WHAT YOU WILL DO: Gather every line below where "wheel" appears.

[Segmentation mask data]

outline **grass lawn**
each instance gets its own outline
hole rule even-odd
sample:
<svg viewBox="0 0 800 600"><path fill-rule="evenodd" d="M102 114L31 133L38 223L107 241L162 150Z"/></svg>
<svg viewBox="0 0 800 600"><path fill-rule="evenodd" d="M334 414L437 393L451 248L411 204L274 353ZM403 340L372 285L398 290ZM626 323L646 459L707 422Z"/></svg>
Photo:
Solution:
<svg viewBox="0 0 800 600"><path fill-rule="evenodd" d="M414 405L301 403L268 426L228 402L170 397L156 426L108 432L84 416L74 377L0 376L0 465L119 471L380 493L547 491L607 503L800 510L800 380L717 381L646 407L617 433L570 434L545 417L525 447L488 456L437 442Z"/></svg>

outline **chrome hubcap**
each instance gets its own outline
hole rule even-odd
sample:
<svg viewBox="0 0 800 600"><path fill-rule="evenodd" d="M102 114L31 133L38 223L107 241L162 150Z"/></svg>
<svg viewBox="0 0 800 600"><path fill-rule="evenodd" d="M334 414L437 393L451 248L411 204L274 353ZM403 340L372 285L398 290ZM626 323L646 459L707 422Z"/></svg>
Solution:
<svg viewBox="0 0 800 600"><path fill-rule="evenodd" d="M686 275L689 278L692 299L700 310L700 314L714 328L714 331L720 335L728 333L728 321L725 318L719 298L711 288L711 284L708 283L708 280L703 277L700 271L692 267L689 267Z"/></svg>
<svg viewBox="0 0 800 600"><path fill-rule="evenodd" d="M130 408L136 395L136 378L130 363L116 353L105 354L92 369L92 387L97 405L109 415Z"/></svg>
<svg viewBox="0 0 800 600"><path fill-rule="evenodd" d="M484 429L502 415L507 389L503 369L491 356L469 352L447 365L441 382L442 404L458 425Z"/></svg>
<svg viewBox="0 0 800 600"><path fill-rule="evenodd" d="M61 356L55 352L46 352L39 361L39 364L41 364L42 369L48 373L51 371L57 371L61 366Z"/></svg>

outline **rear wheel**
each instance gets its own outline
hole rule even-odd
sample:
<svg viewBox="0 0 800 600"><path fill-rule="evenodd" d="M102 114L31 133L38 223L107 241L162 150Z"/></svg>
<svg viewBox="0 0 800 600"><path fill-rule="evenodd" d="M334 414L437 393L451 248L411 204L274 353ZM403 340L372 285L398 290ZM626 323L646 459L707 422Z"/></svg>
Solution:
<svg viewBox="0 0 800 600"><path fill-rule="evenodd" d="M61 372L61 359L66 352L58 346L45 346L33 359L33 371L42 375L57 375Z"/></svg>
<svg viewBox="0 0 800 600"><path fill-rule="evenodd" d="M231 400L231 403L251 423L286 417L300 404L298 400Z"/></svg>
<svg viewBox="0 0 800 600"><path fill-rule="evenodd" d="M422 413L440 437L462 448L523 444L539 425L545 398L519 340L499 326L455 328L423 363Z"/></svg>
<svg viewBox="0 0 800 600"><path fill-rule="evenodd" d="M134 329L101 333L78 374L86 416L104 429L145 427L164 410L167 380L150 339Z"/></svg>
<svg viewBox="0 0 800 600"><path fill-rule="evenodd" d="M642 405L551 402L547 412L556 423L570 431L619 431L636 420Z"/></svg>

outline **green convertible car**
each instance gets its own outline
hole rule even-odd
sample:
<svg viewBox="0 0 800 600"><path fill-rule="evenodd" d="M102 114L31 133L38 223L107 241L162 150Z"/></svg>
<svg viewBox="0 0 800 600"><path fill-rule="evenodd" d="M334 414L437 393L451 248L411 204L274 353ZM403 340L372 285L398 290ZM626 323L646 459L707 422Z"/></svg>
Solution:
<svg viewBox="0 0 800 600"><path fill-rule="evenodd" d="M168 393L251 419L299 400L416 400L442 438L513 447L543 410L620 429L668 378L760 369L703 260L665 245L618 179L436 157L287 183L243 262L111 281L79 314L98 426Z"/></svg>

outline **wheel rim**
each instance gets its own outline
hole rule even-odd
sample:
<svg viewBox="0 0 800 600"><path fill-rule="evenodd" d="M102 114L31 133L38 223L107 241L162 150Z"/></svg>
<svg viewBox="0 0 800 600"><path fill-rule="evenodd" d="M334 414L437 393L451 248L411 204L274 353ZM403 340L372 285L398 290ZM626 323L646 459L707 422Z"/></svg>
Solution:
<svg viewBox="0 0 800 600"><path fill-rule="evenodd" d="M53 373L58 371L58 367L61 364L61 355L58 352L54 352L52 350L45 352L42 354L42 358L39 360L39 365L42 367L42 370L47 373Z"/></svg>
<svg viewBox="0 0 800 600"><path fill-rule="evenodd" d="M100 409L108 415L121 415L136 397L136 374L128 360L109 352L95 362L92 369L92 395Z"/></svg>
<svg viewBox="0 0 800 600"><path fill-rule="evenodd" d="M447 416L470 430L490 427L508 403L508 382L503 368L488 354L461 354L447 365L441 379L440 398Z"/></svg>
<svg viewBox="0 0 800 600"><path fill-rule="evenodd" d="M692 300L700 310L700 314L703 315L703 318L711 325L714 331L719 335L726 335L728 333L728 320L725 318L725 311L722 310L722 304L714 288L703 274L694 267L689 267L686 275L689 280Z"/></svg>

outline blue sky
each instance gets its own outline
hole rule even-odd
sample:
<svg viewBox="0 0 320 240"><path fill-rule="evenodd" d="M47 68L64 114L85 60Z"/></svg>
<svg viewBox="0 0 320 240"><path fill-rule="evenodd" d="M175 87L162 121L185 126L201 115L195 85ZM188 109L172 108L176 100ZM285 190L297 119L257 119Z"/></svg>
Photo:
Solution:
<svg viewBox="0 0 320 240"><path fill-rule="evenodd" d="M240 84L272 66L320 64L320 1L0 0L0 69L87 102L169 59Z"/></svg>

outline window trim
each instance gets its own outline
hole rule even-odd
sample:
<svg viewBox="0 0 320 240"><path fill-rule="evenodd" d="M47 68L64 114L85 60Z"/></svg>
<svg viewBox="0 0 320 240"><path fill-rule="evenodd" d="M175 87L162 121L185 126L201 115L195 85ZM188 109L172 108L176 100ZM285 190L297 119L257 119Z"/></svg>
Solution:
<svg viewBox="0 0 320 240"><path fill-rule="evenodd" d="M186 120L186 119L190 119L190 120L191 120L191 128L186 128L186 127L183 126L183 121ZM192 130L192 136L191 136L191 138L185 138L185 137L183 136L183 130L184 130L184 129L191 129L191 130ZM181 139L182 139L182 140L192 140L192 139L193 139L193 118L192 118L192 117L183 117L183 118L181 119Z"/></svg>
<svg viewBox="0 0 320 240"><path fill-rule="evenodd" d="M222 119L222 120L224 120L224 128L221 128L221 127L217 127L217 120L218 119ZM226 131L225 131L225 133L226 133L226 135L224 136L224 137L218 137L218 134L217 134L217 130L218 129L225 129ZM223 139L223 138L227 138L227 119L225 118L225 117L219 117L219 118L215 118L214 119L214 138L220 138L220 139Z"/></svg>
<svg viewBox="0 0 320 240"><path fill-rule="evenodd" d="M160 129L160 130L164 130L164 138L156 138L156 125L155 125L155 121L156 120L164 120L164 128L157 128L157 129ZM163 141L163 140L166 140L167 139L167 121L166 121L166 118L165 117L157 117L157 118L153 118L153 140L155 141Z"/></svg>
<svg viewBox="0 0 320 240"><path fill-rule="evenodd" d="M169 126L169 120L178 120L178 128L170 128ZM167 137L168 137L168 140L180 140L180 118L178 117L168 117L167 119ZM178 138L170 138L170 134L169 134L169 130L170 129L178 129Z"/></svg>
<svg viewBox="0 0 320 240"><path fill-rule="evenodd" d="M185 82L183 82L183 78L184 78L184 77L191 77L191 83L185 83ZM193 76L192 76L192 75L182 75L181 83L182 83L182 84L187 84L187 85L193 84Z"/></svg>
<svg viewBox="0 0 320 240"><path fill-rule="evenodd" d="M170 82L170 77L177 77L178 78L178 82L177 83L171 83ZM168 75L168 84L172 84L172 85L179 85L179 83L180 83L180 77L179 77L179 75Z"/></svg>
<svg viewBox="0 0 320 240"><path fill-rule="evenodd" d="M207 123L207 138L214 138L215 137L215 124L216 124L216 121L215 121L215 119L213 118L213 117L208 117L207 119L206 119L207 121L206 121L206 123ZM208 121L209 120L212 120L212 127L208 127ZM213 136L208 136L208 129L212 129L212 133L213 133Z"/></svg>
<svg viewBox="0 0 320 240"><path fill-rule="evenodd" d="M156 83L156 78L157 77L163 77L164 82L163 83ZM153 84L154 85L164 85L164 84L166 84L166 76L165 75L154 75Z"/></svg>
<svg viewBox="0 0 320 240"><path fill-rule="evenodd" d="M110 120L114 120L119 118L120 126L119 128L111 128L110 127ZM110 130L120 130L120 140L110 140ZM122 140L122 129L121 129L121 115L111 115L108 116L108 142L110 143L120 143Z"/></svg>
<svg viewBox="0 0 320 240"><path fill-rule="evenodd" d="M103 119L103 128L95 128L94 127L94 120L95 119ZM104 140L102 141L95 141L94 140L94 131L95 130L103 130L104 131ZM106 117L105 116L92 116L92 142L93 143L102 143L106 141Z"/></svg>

TASK RESPONSE:
outline **rear wheel**
outline **wheel rim**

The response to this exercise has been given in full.